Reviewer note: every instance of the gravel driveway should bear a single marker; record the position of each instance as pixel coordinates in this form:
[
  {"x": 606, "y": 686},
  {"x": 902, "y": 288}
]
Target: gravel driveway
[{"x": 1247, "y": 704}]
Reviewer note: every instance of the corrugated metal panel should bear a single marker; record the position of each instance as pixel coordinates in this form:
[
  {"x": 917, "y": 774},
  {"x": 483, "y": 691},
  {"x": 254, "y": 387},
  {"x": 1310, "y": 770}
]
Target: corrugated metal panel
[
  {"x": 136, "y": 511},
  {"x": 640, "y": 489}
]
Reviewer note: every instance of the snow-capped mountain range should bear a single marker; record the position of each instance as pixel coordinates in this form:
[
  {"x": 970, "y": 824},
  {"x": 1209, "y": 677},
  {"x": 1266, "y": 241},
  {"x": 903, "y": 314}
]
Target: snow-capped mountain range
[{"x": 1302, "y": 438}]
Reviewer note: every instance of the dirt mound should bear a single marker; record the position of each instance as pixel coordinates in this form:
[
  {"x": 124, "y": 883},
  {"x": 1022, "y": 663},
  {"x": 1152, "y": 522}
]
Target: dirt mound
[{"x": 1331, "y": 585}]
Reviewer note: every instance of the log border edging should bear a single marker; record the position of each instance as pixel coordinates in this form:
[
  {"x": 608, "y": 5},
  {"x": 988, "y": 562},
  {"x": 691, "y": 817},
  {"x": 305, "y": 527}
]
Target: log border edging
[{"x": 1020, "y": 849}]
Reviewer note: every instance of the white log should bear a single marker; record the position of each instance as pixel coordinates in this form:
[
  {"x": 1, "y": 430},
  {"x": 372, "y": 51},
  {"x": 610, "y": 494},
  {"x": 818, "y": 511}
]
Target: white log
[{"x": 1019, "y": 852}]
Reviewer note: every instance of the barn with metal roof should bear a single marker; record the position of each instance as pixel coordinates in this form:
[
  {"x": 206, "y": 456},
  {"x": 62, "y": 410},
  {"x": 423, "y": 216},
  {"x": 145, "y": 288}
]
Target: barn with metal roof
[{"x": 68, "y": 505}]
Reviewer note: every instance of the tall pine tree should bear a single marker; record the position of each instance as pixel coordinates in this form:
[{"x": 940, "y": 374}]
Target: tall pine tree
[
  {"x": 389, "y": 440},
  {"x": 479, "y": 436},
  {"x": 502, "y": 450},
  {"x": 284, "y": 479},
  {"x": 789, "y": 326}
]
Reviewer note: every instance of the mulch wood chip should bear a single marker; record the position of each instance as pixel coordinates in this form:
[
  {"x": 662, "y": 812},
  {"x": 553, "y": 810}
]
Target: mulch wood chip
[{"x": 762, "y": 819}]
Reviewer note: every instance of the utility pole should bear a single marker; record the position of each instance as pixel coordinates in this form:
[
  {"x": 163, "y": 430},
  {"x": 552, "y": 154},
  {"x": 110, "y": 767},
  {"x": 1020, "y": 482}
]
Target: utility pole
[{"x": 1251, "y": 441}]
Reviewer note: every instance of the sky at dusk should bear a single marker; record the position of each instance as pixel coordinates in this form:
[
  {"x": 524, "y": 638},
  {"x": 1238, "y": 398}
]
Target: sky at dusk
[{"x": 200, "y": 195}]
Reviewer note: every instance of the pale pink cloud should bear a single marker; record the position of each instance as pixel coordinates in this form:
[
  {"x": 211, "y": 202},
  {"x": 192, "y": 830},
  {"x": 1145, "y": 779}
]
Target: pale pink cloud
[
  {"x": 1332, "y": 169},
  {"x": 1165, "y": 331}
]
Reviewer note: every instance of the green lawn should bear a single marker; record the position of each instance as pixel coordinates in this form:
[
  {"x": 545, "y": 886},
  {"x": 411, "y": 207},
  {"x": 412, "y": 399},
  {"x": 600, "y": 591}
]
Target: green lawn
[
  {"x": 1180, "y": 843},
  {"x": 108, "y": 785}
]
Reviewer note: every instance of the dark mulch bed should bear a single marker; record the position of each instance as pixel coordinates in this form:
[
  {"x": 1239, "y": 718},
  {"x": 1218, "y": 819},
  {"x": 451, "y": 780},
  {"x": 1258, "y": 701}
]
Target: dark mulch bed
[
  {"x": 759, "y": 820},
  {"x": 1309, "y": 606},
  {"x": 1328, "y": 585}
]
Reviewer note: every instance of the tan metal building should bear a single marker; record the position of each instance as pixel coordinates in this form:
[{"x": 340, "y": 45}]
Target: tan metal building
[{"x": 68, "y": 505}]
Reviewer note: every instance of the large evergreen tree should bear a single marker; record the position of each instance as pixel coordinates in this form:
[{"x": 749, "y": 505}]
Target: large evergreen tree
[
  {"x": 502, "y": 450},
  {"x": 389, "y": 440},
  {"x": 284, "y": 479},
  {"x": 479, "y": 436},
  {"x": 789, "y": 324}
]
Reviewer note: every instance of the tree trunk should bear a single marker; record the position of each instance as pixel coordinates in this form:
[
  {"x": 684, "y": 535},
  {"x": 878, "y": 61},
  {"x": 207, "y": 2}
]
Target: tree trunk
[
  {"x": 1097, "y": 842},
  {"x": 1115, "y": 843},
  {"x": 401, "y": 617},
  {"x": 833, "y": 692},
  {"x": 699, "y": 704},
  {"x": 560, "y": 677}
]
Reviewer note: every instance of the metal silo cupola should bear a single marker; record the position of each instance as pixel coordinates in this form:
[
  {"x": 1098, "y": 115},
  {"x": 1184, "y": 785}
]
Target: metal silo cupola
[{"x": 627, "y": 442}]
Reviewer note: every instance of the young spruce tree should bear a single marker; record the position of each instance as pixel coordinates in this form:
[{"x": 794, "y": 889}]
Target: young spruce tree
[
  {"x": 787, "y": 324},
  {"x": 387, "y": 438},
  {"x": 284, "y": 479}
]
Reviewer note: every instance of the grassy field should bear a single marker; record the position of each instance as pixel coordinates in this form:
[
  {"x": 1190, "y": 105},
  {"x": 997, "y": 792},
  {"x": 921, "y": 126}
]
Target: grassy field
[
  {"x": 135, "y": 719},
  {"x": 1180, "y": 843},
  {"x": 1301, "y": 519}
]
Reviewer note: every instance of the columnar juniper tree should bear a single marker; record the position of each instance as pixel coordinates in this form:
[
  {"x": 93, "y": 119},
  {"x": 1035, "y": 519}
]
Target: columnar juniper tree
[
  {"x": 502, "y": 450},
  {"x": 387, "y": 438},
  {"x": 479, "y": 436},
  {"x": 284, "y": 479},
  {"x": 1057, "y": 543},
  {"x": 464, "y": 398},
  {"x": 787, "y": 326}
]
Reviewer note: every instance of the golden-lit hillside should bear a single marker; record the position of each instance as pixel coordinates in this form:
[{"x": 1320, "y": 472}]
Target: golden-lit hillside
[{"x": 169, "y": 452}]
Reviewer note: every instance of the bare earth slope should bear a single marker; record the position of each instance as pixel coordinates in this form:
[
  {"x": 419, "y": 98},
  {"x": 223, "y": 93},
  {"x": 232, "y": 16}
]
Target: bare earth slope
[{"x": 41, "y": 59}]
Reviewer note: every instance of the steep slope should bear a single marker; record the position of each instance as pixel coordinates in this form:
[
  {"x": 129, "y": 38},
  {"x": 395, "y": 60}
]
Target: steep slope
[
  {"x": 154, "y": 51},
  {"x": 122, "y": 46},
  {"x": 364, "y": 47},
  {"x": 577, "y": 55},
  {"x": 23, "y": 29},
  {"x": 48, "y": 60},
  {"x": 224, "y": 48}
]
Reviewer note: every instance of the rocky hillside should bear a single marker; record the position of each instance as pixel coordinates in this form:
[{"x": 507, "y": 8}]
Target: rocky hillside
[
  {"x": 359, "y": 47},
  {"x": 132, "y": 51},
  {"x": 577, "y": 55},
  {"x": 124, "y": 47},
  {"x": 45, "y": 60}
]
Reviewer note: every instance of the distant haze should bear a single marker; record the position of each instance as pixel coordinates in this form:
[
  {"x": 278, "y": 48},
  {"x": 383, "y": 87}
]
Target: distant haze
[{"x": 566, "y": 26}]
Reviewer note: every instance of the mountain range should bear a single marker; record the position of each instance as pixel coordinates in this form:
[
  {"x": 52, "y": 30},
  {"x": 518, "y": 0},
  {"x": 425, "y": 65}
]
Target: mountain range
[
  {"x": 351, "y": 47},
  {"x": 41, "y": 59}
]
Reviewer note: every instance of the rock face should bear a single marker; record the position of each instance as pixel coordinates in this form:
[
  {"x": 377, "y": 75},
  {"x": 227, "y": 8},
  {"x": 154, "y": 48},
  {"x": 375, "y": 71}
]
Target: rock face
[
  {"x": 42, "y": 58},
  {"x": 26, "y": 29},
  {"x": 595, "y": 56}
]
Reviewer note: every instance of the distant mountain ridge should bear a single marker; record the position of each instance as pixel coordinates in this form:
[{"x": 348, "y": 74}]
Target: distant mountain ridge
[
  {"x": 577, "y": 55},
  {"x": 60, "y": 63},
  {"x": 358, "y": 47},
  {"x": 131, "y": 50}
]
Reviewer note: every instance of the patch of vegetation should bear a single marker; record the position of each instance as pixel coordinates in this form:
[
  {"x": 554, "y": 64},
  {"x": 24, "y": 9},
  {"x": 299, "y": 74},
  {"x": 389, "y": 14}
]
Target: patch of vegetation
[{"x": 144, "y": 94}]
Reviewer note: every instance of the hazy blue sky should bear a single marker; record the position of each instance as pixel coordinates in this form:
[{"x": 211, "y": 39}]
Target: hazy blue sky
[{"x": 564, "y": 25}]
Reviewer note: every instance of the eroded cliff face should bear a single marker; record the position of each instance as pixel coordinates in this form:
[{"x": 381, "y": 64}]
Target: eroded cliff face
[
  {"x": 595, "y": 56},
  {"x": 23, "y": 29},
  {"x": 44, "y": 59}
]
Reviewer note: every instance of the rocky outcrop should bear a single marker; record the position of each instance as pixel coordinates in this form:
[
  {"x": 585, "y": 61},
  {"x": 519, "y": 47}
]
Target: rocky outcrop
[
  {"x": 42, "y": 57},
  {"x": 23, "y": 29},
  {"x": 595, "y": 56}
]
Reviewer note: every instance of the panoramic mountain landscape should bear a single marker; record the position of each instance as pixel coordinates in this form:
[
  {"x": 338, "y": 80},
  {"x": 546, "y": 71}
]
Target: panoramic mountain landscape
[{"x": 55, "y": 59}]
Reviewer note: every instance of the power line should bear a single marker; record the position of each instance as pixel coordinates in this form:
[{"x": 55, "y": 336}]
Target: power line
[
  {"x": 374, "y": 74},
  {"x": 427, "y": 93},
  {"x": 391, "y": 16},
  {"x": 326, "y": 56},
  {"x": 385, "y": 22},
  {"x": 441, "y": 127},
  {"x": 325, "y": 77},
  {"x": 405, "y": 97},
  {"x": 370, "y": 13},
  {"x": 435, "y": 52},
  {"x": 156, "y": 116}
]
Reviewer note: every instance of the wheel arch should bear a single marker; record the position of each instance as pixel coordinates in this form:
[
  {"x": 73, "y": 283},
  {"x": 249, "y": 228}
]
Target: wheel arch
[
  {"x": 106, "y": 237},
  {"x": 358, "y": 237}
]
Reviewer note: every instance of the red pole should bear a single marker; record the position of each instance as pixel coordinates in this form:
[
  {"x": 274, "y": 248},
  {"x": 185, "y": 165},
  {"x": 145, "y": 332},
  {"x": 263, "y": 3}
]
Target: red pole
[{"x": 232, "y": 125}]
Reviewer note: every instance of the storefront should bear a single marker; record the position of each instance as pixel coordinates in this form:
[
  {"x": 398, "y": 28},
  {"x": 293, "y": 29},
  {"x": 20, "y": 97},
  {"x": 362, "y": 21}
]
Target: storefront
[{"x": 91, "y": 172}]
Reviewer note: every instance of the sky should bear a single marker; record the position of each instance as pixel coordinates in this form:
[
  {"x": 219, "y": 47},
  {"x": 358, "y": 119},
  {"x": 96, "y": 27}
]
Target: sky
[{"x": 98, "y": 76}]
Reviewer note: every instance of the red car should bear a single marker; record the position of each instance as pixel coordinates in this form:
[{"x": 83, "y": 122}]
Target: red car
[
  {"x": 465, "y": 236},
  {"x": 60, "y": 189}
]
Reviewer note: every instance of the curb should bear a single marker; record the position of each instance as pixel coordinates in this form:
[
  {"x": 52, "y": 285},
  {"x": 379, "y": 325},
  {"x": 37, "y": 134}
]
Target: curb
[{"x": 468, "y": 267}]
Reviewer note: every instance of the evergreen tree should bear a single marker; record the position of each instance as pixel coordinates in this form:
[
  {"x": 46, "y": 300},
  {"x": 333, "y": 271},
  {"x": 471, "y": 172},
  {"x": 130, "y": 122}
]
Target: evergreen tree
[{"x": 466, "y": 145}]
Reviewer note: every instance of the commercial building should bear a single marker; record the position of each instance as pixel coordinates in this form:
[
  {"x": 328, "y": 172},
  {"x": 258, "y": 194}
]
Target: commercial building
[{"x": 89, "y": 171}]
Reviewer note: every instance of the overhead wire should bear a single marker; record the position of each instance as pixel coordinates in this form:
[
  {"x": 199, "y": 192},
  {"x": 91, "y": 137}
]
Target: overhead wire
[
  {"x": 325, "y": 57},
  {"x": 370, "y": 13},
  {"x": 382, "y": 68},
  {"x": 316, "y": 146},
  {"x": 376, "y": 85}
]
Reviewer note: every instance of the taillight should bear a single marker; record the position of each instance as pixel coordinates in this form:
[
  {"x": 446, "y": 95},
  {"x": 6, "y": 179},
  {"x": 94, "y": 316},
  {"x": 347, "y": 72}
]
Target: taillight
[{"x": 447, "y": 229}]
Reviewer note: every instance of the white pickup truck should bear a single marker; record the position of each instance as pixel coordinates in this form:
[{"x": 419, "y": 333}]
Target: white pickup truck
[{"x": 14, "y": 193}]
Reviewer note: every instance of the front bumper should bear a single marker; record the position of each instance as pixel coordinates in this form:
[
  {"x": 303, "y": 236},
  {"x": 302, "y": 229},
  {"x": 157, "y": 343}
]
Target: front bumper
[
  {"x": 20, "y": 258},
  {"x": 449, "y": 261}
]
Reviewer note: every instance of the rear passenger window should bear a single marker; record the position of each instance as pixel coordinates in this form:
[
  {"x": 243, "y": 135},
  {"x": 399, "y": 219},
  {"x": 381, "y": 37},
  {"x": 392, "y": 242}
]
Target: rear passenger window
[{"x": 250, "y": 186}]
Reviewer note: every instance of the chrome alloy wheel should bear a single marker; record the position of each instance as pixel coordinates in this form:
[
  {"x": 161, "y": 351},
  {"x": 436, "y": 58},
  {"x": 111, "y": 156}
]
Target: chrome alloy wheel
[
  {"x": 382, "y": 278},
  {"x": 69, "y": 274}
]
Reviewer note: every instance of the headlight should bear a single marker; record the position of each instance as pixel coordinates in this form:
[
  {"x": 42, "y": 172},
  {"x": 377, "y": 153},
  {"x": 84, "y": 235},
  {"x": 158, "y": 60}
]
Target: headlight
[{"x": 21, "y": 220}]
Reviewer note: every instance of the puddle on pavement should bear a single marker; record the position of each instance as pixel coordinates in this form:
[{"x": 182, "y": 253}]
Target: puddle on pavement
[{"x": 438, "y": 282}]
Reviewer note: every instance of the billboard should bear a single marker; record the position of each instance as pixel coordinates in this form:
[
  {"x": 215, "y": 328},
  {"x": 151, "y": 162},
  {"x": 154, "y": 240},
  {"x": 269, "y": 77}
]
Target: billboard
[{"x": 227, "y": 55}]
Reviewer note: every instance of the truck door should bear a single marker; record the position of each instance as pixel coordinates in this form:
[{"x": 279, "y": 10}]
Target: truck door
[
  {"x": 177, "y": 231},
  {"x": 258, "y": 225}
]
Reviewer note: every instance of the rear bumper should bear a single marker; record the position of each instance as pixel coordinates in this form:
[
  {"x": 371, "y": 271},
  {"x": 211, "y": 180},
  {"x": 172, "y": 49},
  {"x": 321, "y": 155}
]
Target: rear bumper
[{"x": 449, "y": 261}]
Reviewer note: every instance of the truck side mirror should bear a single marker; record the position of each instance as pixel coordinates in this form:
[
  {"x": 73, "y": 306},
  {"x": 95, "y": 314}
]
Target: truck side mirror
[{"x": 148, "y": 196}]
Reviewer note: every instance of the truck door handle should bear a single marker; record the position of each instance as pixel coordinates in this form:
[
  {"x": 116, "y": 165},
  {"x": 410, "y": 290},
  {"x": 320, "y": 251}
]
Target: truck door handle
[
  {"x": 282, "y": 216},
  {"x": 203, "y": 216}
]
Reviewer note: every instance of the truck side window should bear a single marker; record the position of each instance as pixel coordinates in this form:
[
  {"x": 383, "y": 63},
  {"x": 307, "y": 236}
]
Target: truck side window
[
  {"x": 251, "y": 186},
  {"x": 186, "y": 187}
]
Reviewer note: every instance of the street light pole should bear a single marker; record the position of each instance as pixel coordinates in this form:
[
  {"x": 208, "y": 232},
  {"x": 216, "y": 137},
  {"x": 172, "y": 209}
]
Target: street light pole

______

### Exercise
From the line holding "Reviewer note: every instance of the truck side window" down to the final line above, quote every line exactly and only those lines.

### Exercise result
Reviewer note: every instance of the truck side window should bear a single marker; record the position of each instance as pixel coordinates in this form:
[
  {"x": 383, "y": 63},
  {"x": 307, "y": 236}
]
Target: truck side window
[
  {"x": 251, "y": 186},
  {"x": 186, "y": 187}
]
Reviewer note: every instance of the street light pole should bear a single marker; record the position of each instance as pixel coordinates in this form:
[
  {"x": 208, "y": 232},
  {"x": 216, "y": 137},
  {"x": 172, "y": 209}
]
Target: street light pole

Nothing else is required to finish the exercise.